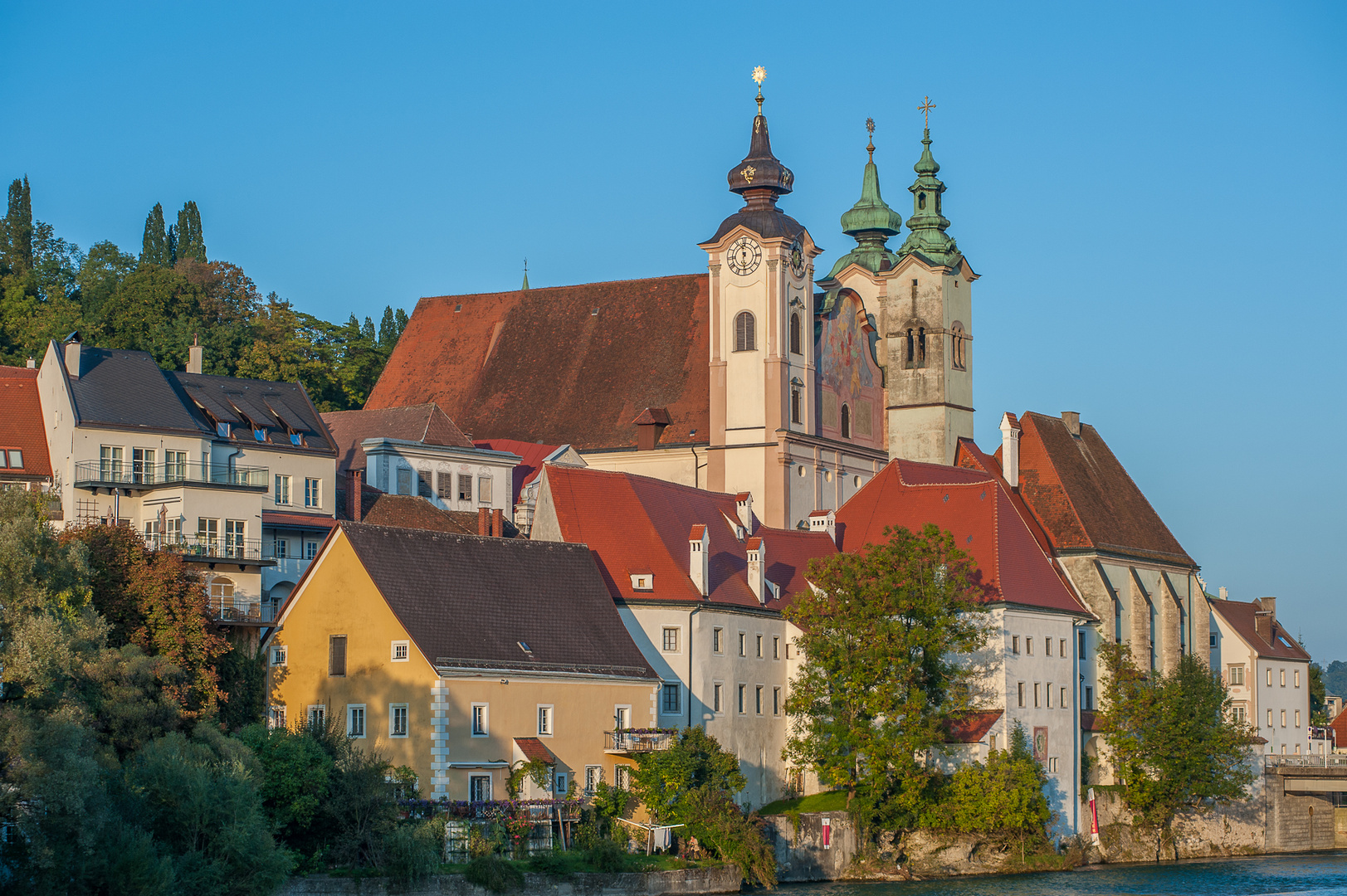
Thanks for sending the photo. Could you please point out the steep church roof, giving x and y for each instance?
(559, 365)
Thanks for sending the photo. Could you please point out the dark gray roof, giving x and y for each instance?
(467, 601)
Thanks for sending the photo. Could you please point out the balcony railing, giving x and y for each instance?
(154, 476)
(207, 548)
(637, 740)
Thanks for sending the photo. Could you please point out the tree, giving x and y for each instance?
(881, 674)
(1172, 738)
(663, 779)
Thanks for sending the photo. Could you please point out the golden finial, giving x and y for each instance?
(925, 110)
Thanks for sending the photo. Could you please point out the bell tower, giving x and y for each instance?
(761, 329)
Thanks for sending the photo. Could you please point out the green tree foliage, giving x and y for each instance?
(880, 675)
(1171, 738)
(694, 759)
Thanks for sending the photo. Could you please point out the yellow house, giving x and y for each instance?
(461, 656)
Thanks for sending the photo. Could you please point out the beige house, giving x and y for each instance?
(464, 656)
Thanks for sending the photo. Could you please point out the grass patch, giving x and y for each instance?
(827, 802)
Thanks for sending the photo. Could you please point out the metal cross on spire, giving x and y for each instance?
(925, 110)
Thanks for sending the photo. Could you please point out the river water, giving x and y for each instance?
(1262, 876)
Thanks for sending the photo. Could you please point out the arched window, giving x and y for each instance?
(744, 336)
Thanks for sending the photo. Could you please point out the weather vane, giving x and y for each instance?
(925, 110)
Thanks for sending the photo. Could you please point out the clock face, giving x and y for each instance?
(745, 256)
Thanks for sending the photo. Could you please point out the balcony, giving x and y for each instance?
(201, 548)
(637, 740)
(146, 477)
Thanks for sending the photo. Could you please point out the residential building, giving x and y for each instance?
(461, 656)
(225, 470)
(1266, 671)
(700, 587)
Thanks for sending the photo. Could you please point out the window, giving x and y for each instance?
(356, 721)
(744, 337)
(398, 720)
(337, 656)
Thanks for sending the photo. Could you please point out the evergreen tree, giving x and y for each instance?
(154, 246)
(192, 244)
(17, 228)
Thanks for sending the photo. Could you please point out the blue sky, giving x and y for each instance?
(1152, 193)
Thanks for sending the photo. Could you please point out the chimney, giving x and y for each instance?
(700, 559)
(757, 567)
(75, 354)
(1011, 448)
(744, 507)
(825, 522)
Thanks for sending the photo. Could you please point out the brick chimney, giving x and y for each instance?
(357, 496)
(700, 559)
(1011, 448)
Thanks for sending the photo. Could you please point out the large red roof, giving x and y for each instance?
(571, 364)
(977, 509)
(633, 523)
(21, 423)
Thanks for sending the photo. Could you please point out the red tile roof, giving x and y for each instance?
(535, 749)
(971, 727)
(1242, 616)
(560, 365)
(21, 423)
(1083, 498)
(411, 423)
(633, 522)
(977, 509)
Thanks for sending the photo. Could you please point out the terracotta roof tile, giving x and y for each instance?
(636, 522)
(977, 509)
(560, 365)
(22, 426)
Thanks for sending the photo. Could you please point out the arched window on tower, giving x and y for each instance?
(744, 332)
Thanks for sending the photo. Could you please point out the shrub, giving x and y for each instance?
(495, 874)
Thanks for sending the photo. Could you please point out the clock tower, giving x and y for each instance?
(761, 332)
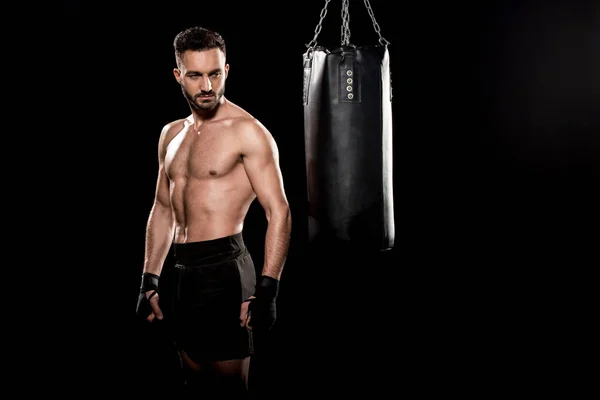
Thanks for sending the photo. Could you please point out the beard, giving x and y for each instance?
(199, 104)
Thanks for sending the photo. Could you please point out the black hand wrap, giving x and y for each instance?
(263, 310)
(149, 282)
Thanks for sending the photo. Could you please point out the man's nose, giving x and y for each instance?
(206, 85)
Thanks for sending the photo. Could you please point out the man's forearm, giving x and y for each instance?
(277, 241)
(159, 237)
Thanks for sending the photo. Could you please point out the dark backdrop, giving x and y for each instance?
(496, 155)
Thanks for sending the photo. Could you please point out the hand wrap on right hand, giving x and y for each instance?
(149, 282)
(262, 308)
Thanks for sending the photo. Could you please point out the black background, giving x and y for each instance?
(496, 164)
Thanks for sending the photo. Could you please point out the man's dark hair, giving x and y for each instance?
(197, 38)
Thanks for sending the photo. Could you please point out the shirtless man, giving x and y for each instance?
(212, 166)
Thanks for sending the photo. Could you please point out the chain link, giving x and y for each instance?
(345, 28)
(382, 40)
(313, 42)
(345, 23)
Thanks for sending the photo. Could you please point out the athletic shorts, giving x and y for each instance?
(212, 278)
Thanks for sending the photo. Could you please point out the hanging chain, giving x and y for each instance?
(345, 23)
(313, 42)
(382, 40)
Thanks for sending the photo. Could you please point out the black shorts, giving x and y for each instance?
(212, 278)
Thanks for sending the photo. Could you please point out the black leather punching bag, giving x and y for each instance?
(347, 98)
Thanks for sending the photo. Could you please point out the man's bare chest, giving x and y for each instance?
(201, 155)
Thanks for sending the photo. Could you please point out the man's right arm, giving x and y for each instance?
(160, 225)
(159, 236)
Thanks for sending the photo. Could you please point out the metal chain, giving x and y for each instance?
(382, 40)
(313, 42)
(345, 22)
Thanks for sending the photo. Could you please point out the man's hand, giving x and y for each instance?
(156, 312)
(262, 308)
(147, 305)
(245, 313)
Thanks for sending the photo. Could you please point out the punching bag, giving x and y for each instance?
(347, 99)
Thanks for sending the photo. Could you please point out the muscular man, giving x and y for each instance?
(211, 166)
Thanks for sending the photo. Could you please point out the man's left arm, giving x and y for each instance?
(261, 161)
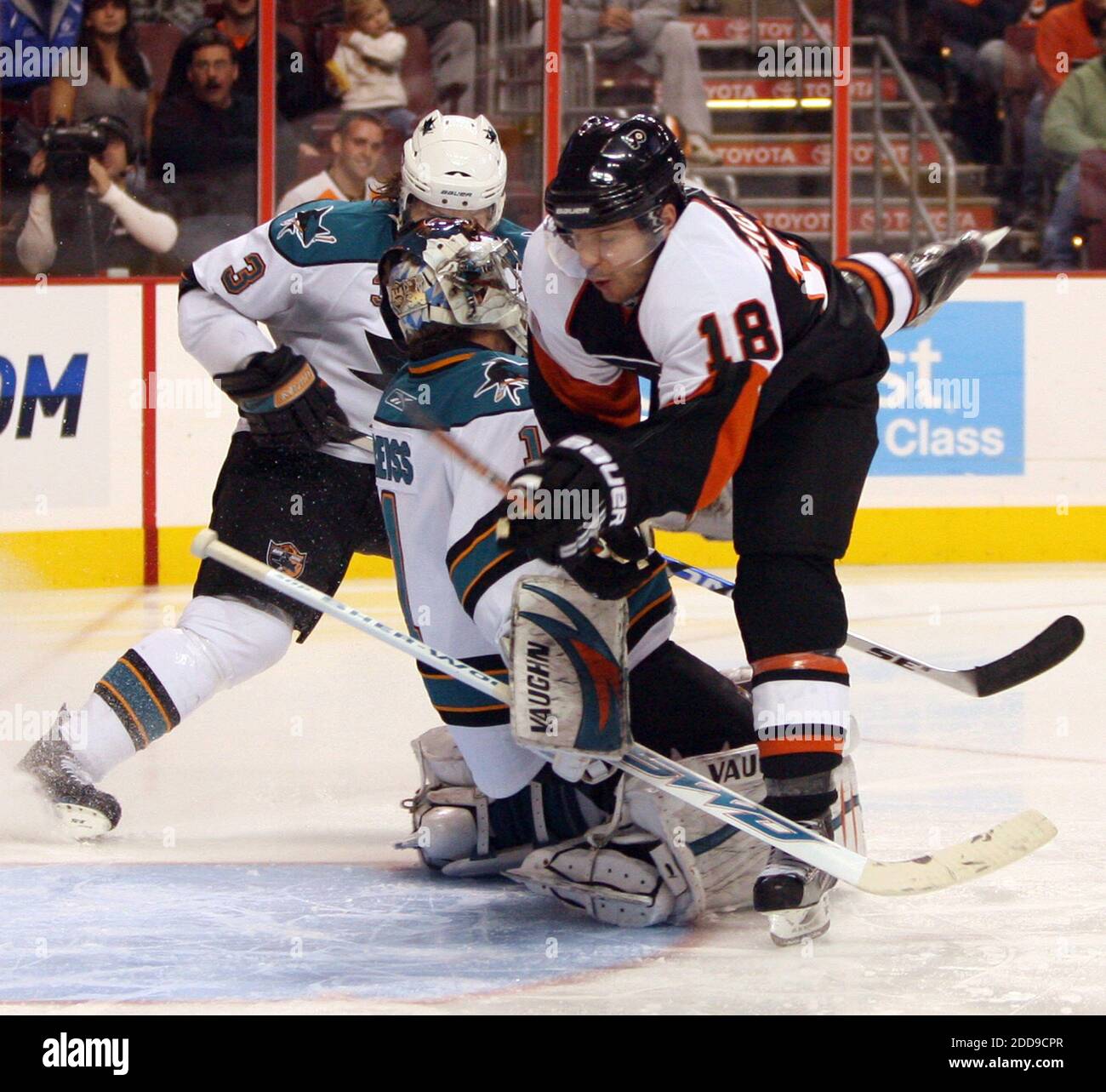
------------
### Required task
Please pick out every line of the entries above that contains the word "dark", copying each such line in full. Matches must have the same capitalization.

### Solved problem
Thanks for sending the photo. Could you please point out the dark gray roof, giving x and y for each instance?
Thanks for sending the photo. Could you please point out the dark backdrop, giving x and y for each instance?
Thanks for sending the photo. Could you please point out the man's dark hair, giving x and y for each instance?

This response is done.